- _Aim of the exercise_
Locate each line in the records below that contains the word "surface" and copy every such line.

--- Begin ---

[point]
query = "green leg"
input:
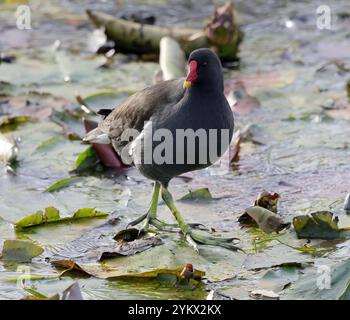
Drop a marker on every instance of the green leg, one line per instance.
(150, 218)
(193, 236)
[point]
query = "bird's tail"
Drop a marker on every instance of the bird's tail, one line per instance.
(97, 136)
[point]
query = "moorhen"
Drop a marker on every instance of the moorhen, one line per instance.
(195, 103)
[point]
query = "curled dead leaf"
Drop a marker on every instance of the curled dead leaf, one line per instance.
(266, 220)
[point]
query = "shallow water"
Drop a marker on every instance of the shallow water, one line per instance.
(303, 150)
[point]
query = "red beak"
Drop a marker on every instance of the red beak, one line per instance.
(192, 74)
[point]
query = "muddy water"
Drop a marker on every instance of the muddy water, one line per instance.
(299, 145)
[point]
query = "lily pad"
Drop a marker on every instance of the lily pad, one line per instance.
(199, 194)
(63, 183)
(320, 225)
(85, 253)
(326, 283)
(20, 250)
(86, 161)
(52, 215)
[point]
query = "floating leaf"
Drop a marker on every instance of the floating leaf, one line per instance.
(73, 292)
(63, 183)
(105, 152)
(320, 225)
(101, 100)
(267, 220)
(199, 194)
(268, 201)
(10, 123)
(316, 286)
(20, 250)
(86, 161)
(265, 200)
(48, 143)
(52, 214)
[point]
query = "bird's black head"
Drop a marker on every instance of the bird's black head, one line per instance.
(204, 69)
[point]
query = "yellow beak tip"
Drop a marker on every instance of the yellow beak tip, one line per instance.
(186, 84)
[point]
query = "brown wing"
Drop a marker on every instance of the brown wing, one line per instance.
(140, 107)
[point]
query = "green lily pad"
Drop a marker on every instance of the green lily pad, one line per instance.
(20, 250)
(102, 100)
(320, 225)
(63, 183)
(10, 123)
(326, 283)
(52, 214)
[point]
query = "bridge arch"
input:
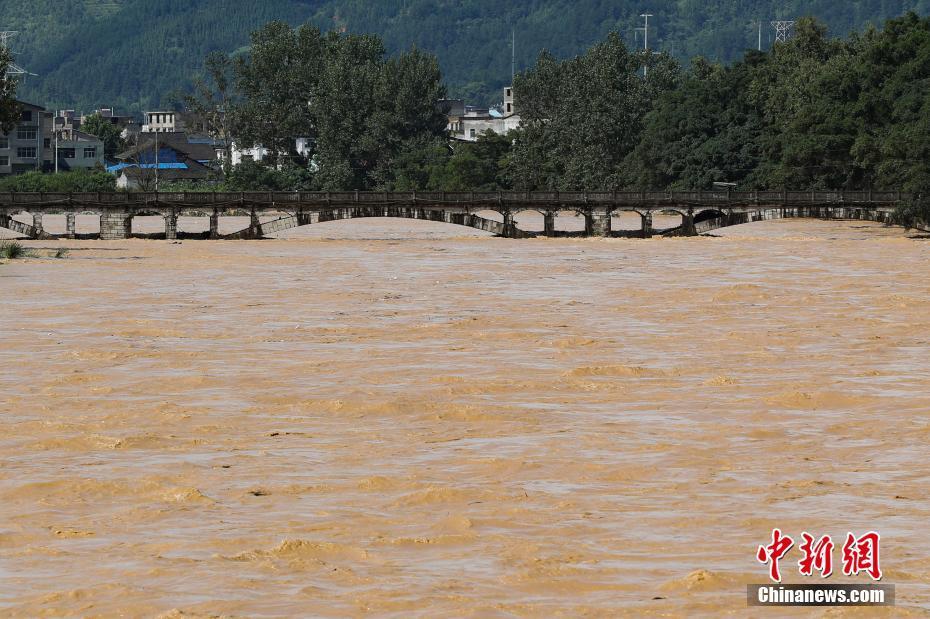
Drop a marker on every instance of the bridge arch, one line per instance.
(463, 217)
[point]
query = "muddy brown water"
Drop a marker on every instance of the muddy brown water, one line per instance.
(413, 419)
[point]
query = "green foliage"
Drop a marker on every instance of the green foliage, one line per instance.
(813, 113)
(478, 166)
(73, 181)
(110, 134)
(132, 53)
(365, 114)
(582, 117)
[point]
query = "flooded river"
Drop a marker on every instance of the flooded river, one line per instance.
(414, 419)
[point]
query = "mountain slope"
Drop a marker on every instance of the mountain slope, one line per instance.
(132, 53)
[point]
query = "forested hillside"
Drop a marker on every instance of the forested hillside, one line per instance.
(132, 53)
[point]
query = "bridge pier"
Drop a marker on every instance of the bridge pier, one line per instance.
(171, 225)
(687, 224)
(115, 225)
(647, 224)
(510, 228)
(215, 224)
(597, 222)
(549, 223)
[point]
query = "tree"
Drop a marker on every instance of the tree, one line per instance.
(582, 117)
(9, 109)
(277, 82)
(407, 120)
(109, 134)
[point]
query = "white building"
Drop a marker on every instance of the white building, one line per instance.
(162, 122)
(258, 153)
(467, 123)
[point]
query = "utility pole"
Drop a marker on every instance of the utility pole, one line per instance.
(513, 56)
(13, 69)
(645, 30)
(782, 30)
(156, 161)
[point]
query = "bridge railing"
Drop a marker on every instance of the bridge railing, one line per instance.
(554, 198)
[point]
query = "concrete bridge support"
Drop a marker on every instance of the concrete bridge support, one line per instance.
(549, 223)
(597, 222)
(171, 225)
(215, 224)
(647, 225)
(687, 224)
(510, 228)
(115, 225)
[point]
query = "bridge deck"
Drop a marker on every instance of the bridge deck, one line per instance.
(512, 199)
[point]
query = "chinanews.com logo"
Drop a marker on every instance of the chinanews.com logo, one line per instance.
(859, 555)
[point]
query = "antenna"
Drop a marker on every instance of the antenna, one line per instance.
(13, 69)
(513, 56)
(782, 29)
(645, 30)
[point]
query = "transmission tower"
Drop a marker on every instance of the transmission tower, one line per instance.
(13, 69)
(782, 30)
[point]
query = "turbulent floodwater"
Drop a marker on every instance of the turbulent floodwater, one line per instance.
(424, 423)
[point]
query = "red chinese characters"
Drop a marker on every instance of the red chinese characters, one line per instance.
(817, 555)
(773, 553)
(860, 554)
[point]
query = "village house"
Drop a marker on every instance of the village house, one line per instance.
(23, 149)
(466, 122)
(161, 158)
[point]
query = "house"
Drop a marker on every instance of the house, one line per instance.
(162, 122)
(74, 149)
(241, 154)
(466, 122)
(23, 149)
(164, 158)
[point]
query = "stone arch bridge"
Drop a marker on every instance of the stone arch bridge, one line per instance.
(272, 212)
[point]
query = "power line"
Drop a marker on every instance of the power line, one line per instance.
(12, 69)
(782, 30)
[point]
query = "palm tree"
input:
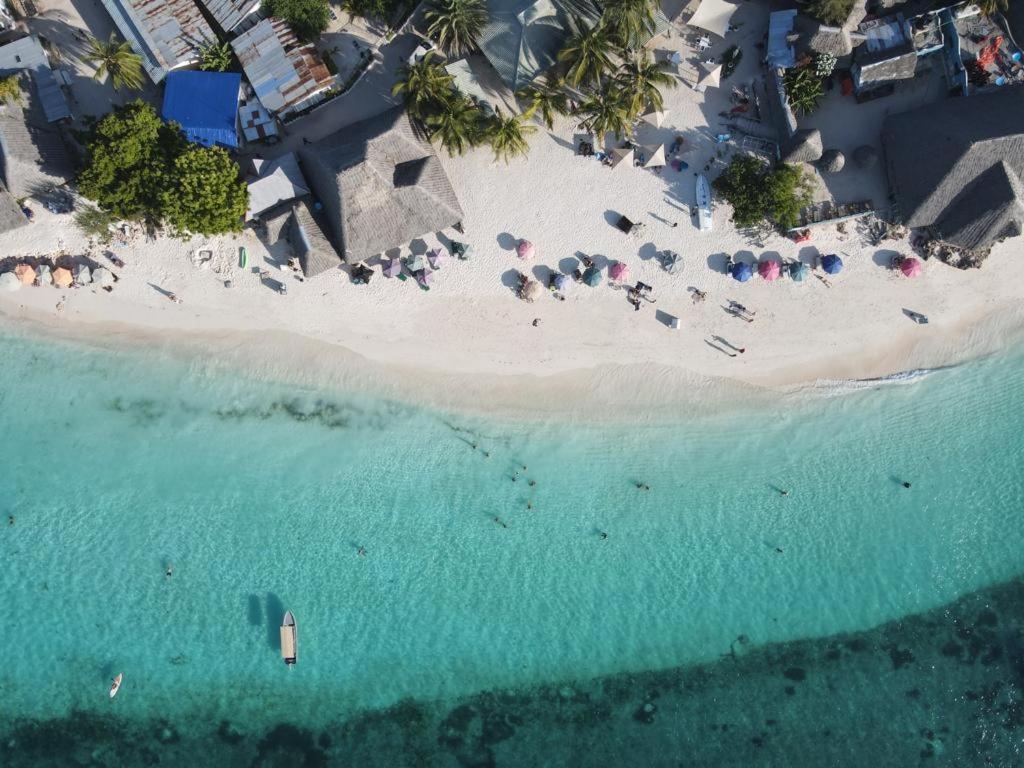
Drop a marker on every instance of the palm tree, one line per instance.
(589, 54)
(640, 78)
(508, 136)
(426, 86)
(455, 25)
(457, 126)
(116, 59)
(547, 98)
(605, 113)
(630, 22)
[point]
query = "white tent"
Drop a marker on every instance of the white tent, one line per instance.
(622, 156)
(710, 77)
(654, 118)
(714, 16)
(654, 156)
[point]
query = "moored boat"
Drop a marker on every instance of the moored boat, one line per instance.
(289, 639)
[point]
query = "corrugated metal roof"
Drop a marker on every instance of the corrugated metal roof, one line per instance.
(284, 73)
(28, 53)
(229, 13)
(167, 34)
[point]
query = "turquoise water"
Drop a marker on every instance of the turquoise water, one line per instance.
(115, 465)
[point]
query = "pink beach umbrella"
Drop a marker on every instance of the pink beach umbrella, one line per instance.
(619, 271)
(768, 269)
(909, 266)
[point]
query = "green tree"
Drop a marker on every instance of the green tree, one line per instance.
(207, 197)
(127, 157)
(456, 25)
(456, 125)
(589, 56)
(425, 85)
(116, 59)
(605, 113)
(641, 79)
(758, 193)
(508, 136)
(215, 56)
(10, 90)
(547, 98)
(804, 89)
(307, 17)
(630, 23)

--- End ---
--- Begin ---

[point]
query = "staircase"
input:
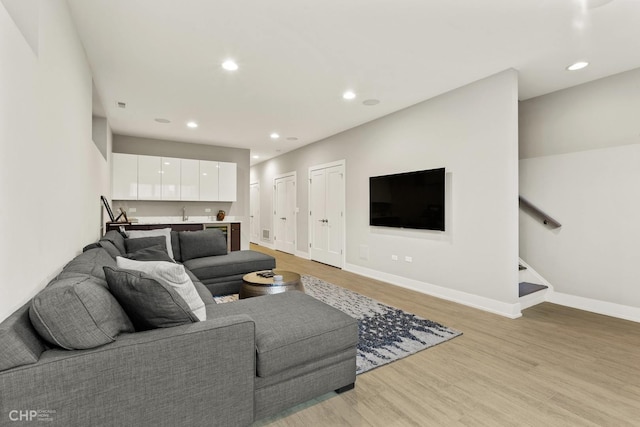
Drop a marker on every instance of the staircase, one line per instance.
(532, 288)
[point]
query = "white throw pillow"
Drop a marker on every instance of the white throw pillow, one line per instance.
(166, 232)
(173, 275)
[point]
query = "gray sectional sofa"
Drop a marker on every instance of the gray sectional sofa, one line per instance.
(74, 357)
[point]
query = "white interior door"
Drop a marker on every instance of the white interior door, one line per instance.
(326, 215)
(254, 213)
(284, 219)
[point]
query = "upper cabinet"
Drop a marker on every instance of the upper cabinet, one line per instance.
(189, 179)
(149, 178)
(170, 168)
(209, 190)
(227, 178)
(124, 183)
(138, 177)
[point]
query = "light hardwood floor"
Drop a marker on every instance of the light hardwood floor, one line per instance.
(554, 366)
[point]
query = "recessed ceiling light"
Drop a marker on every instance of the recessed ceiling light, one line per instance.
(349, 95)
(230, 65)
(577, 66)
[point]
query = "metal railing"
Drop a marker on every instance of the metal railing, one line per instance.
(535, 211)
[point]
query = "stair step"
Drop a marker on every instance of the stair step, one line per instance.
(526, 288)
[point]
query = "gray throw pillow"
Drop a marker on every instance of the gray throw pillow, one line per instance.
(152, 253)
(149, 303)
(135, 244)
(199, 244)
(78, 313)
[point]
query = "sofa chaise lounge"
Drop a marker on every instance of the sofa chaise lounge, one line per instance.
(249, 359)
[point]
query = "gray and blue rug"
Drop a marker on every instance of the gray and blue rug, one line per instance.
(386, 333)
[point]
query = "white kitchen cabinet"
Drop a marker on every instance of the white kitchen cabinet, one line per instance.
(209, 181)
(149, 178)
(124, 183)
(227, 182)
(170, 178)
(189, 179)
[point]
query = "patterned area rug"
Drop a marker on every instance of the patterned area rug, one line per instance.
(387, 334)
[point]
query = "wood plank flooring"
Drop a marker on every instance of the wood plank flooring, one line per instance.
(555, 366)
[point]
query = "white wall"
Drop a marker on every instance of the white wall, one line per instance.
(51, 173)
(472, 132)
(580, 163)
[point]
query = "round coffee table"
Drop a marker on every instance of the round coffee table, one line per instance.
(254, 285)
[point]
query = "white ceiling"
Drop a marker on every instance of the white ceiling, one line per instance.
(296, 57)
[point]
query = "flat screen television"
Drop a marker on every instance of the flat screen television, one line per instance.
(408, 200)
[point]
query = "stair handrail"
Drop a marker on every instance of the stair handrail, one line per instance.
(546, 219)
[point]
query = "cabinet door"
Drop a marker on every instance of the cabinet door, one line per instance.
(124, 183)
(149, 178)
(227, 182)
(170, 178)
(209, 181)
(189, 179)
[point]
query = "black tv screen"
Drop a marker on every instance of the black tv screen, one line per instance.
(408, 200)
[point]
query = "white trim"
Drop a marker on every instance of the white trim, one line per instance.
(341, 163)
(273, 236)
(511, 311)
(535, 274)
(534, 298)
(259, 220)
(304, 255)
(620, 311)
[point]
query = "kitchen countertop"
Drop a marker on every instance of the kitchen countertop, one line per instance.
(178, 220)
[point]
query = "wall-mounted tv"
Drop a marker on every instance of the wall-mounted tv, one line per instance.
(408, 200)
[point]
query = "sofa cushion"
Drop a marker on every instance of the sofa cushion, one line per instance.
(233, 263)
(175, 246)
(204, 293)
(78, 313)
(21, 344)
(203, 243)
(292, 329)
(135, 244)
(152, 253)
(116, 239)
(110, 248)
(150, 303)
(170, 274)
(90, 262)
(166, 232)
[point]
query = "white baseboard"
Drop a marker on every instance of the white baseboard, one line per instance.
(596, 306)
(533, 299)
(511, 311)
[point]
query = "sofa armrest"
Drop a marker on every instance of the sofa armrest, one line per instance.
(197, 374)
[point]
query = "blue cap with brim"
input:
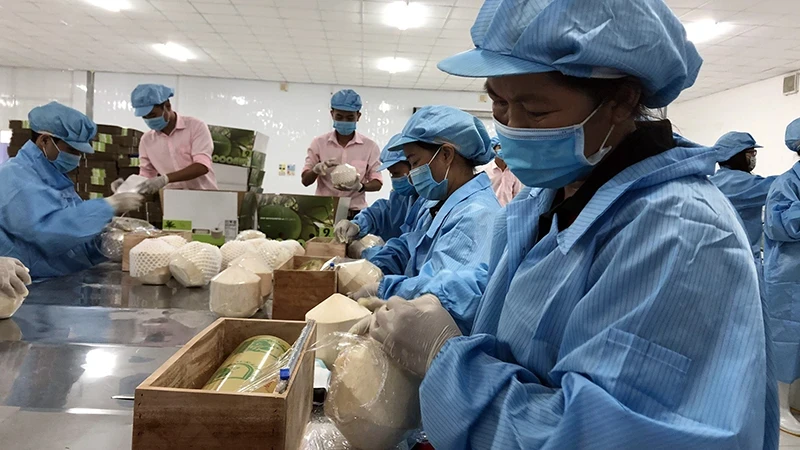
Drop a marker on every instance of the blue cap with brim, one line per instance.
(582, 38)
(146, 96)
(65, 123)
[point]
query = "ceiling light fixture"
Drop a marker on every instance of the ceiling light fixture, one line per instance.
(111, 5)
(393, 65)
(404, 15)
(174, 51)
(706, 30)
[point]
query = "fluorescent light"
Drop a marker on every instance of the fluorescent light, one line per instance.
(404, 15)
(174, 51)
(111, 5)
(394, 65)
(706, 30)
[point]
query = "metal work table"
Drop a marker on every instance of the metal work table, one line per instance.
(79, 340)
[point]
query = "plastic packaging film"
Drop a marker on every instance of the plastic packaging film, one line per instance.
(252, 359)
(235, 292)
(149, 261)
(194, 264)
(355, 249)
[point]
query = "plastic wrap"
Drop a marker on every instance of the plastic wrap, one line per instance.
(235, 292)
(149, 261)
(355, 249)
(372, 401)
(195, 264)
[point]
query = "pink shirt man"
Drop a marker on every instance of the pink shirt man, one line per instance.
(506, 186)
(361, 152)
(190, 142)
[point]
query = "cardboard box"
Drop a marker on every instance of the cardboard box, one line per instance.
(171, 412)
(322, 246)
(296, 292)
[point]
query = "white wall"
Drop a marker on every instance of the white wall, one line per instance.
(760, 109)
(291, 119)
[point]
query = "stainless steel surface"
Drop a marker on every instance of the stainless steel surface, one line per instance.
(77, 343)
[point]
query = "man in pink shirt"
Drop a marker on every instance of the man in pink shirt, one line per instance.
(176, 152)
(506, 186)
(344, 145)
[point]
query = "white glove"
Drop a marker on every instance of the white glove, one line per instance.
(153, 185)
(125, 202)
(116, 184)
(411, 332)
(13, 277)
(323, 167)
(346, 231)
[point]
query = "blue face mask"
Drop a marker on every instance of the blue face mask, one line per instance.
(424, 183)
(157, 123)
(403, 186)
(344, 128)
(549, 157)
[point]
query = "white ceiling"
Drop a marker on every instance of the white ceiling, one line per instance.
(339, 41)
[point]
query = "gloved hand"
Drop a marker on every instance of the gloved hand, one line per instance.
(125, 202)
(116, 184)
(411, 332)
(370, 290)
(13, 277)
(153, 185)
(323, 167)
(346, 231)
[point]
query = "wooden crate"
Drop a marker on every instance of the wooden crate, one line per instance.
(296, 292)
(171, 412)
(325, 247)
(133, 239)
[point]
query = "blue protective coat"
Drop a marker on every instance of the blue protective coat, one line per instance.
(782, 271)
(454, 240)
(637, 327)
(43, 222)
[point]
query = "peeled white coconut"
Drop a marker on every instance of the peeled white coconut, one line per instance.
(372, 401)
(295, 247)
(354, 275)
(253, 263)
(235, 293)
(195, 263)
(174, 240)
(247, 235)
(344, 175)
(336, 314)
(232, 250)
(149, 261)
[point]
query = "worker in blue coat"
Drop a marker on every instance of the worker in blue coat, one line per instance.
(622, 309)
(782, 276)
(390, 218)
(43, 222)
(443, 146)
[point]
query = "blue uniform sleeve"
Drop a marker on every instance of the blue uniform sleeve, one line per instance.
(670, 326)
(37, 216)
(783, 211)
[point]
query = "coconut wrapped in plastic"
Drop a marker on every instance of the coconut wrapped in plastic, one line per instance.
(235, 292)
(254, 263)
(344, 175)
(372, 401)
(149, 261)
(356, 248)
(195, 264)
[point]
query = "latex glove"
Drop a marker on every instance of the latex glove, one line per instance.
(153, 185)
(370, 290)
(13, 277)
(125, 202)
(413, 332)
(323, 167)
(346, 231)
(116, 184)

--- End ---
--- Begin ---

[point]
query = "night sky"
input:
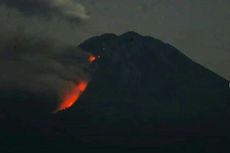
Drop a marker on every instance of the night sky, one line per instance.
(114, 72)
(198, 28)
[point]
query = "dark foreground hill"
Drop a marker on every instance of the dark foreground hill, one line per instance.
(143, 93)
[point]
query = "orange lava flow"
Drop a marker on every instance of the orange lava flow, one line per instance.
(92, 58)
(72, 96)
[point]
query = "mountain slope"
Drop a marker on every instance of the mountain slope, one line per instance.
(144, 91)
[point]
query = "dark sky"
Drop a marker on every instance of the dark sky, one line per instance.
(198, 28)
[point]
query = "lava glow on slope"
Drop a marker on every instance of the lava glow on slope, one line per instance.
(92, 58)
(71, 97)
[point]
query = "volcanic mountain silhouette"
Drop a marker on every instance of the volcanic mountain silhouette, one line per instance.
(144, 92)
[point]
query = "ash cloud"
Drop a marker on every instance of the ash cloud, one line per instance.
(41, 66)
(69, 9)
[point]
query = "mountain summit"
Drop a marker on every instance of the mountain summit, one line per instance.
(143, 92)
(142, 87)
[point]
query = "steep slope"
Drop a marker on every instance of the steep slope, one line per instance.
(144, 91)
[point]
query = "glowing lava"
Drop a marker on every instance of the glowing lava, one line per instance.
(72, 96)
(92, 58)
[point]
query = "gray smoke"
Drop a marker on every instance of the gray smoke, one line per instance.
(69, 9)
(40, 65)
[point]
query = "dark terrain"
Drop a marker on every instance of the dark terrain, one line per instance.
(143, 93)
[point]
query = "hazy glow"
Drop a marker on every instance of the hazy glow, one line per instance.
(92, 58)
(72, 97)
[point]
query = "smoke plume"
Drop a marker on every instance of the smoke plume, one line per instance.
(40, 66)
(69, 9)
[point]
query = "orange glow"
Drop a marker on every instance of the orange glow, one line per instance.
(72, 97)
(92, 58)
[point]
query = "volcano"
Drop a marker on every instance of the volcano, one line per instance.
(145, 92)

--- End ---

- _Right answer_
query = "stainless steel surface"
Drop a marker on every instance of the stainless steel surface, one line per instance.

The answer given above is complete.